[Passage]
It was “official” Wednesday afternoon: the project I’ve been working on at my day job since May finally wrapped up.
I’m lucky–I have a day job that normally requires no overtime. I work with cool people and get to work from home half the time. I write enough procedures that I’m always busy, but rarely am I slammed with work. On this recent project, I was slammed with work. I worked my normal hours, after dinner, and right before bed. I worked weekends.
I’ve worked longer hours at other jobs (although I don’t think I’ll ever beat my 128-hour workweek), but this was the first time I was constantly on call.
Some people I worked with felt the stress.Wading through a big project didn’t bother me much, though; after all, I write novels!
The Effect of Writing on Work
If I’ve learned nothing else from writing, I’ve learned to be patient with a big project. I’ve learned that just because you think you’re done, it doesn’t mean it’s over. (Many times, that’s when the real work just begins.) I’ve learned that the best you can often do is put your head down and keep working…you will eventually get there.
Even when I haven’t worked as a technical writer, the writing I do away from work has conditioned me to not let a big project weigh too much on my mind, no matter what job I’m doing.
When I write a novel, I can’t look at it and tell you when I’ll be done. I can guess, and probably come close to my guess, but I’ve found that it’s best to work as hard as I can until I’m done.

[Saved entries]
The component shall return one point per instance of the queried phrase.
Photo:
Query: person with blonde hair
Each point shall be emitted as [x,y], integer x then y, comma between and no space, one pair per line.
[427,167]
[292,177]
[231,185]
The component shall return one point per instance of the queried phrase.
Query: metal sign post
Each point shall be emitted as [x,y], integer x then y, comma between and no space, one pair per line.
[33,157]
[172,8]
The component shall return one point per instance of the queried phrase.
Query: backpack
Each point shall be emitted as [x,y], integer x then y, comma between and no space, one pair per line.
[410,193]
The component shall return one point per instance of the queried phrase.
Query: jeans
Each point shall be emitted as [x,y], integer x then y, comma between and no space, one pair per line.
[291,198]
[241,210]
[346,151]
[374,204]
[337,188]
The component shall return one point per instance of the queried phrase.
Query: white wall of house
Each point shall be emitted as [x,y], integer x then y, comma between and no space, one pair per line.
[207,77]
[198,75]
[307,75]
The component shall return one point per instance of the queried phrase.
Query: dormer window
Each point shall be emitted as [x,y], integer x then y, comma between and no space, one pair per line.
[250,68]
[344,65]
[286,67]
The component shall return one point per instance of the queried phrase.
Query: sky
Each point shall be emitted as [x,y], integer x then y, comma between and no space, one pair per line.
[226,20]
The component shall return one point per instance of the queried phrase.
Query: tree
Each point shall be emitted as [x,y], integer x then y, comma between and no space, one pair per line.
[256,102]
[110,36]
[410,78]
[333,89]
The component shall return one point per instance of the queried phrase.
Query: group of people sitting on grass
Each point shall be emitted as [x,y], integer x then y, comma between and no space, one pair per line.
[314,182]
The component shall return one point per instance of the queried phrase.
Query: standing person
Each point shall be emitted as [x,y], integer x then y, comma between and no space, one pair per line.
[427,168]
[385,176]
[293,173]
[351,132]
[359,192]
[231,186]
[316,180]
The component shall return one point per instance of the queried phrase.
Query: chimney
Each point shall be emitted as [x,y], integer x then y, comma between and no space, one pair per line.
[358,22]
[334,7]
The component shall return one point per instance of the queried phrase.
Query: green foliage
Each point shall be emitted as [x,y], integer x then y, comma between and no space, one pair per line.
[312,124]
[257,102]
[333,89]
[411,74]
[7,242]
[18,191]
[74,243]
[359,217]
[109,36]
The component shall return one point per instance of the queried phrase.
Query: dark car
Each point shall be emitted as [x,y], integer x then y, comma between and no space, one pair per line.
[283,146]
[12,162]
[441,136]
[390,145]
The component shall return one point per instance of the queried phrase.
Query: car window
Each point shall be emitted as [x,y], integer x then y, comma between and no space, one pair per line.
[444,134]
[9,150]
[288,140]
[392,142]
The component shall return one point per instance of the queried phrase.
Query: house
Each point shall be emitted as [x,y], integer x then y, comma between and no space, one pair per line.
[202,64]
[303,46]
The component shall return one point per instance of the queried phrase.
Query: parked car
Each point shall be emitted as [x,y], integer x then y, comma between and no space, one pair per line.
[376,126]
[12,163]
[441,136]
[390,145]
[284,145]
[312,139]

[Tasks and exercises]
(a) Swap "big project" for "large project" in the essay on writing and a work project, then give everything from "Some people I" down to "job I’m doing." with that change made.
(b) Carry on the essay on writing and a work project, starting after its final sentence.

[Responses to the exercise]
(a)
Some people I worked with felt the stress.Wading through a large project didn’t bother me much, though; after all, I write novels!
The Effect of Writing on Work
If I’ve learned nothing else from writing, I’ve learned to be patient with a large project. I’ve learned that just because you think you’re done, it doesn’t mean it’s over. (Many times, that’s when the real work just begins.) I’ve learned that the best you can often do is put your head down and keep working…you will eventually get there.
Even when I haven’t worked as a technical writer, the writing I do away from work has conditioned me to not let a large project weigh too much on my mind, no matter what job I’m doing.

(b)
With work, I have the same approach. I can estimate timelines, sit through meetings, and do so many other things. But the best thing to do is shut up and work!
Why I Like Herons
I’ve always liked herons. I’ve always admired their patience. With so many things going on around them, they patiently do their thing and keep trudging along. Give them the ability to type and they’d be good writers, I’m sure.
I mentioned above some of the reasons I consider myself lucky to have my current job. One of the things I love on the days I work in the office is my view: I have a window seat looking over a small lake where several herons live. There’s a lot to learn from a graceful animal that spends its time wading through water and doing its thing–just as there’s a lot to learn by wading through a project as big as completing a novel.
You just do it until it’s done, and then you keep your focus and do it again and again.
Writing big things makes everything you do just a little bit easier, don’t you think?